Document text:
▽

Friday, October 12, 2012

Write on the Sound!


Last weekend I had the great privilege of attending the "Write on the Sound" writers' conference in Edmonds, Washington.  It made my head spin with the wealth of information presented.  The view from the location was amazing (of course) and I got to rub elbows with a lot of writers, editors, and various industry folks.

To provide an full overview of the weekend would just be too much to cover here.  I guess I'm just not enough of a journalist.  But overall, I came away with the following jewels of wisdom:

"I am a writer and I'm proud of it!"  The first thing we had to do was to proclaim this openly and verbally.  Though I would've liked to have stated, "I'm a struggling writer and I'm proud of it!" ;)

Not everyone is going to understand what it means to be a writer.  Don't be discouraged when your closest friends or family members don't read your latest creations.  The need to write and create comes from within.  Recognize that and be willing to strengthen the creative self.

△

Exercise instructions:
1 - In the blog post about the Write on the Sound conference, in what city and state was the conference held?
2 - Decide whether each statement agrees with the blog post about the Write on the Sound conference, answering yes or no and quoting the deciding words from the post.
(a) The writer attended the conference over a weekend.
(b) Attendees were first asked to declare that they are writers silently, in writing.
(c) The post says a writer's closest friends and family can be expected to read the writer's latest creations.
3 - Pick up the blog post about the Write on the Sound conference after its last sentence, and write the next part of it.

Listed records:

▽

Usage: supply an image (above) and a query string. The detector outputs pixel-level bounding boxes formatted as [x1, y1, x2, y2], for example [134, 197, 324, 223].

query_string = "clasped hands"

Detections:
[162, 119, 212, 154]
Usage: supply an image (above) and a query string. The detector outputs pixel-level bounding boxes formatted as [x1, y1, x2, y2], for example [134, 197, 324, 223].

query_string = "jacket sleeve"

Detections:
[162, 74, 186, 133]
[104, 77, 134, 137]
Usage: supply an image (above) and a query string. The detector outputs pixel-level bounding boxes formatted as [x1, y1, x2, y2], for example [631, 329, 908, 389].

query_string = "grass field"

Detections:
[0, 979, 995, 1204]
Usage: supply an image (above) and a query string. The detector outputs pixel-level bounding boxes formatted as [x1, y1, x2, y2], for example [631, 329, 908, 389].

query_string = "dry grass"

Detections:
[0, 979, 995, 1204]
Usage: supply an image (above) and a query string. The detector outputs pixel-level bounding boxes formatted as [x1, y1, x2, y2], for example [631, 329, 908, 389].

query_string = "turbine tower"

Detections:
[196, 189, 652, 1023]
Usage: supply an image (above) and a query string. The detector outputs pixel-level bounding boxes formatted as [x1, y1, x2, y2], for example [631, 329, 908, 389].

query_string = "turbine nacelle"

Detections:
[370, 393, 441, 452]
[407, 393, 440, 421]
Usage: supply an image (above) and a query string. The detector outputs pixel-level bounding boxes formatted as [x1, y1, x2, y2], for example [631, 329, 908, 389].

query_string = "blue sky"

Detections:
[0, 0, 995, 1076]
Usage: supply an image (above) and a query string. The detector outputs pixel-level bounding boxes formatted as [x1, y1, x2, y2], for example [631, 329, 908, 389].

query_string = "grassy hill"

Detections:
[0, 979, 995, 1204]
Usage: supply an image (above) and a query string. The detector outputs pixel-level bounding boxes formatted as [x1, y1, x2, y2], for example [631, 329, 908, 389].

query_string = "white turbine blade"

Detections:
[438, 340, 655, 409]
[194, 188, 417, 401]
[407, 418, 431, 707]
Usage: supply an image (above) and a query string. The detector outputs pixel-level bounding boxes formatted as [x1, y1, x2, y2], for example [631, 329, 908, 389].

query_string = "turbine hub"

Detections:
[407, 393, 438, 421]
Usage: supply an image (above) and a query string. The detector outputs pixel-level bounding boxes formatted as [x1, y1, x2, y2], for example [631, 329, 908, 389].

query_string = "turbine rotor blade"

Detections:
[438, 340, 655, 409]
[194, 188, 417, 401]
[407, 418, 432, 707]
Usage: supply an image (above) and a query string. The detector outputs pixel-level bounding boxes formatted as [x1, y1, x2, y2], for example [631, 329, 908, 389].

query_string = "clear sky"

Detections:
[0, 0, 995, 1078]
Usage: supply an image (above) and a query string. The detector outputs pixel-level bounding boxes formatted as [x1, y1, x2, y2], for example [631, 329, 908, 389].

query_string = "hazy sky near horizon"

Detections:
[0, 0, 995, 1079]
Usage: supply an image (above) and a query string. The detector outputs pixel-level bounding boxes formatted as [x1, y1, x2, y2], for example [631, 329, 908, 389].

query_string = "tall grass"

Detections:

△

Outputs for the tasks:
1 - Edmonds, Washington.

2 -
(a) Yes: "Last weekend I had the great privilege of attending the "Write on the Sound" writers' conference"
(b) No: "The first thing we had to do was to proclaim this openly and verbally."
(c) No: "Don't be discouraged when your closest friends or family members don't read your latest creations."

3 -
The industry is undergoing major changes!  I thought that if I even mentioned electronic publishing or that I would have been kicked out.  It was a pleasant surprise to hear that so many authors are moving in that direction.  Even the Editors are embracing the movement.  However, the big warning from almost everyone was, "Garbage in equals garbage sales!"  In order to be successful at self publishing on electronic media, an author still needs to utilize a professional editor and artist for the cover (and internal illustrations if needed).  Readers will not put up with shoddy work, poor grammar, spelling errors, or in-consistent story flow.  It still takes a bit of an investment to make it all work and to be successful at it.  Point noted!

Those who self publish also need to be good at formatting their work for use on the various platforms.  Several of the sessions I attended actually went into the details on how to format the project for uploading to the various media outlets.  I'm sure glad that I'm computer savvy.  There were a lot of glazed over eyes during those sessions.  Along with those topics were the discussions of how important social marketing is.  How to use Twitter, Facebook, Blogging, and other processes for promoting your work, while at the same time not letting it dominate your time and take away from writing.     

Out of all the sessions that I attended, I think the most enjoyment and beneficial aspects were from hearing how everyone else got started and what they were doing to be successful at writing.  Almost every session was presented by an author who was finding success in both "New York" style publishing and "ePublishing".  Even the Keynote speaker, Carla Neggers (over 60 books), gave us a little insight on how she got started.

Was it worth the time and cost?  Totally!  I highly recommend a writing conference to any budding writer.  It was a great boost to my confidence and gave me a lot of great ideas.

Desk Pictures?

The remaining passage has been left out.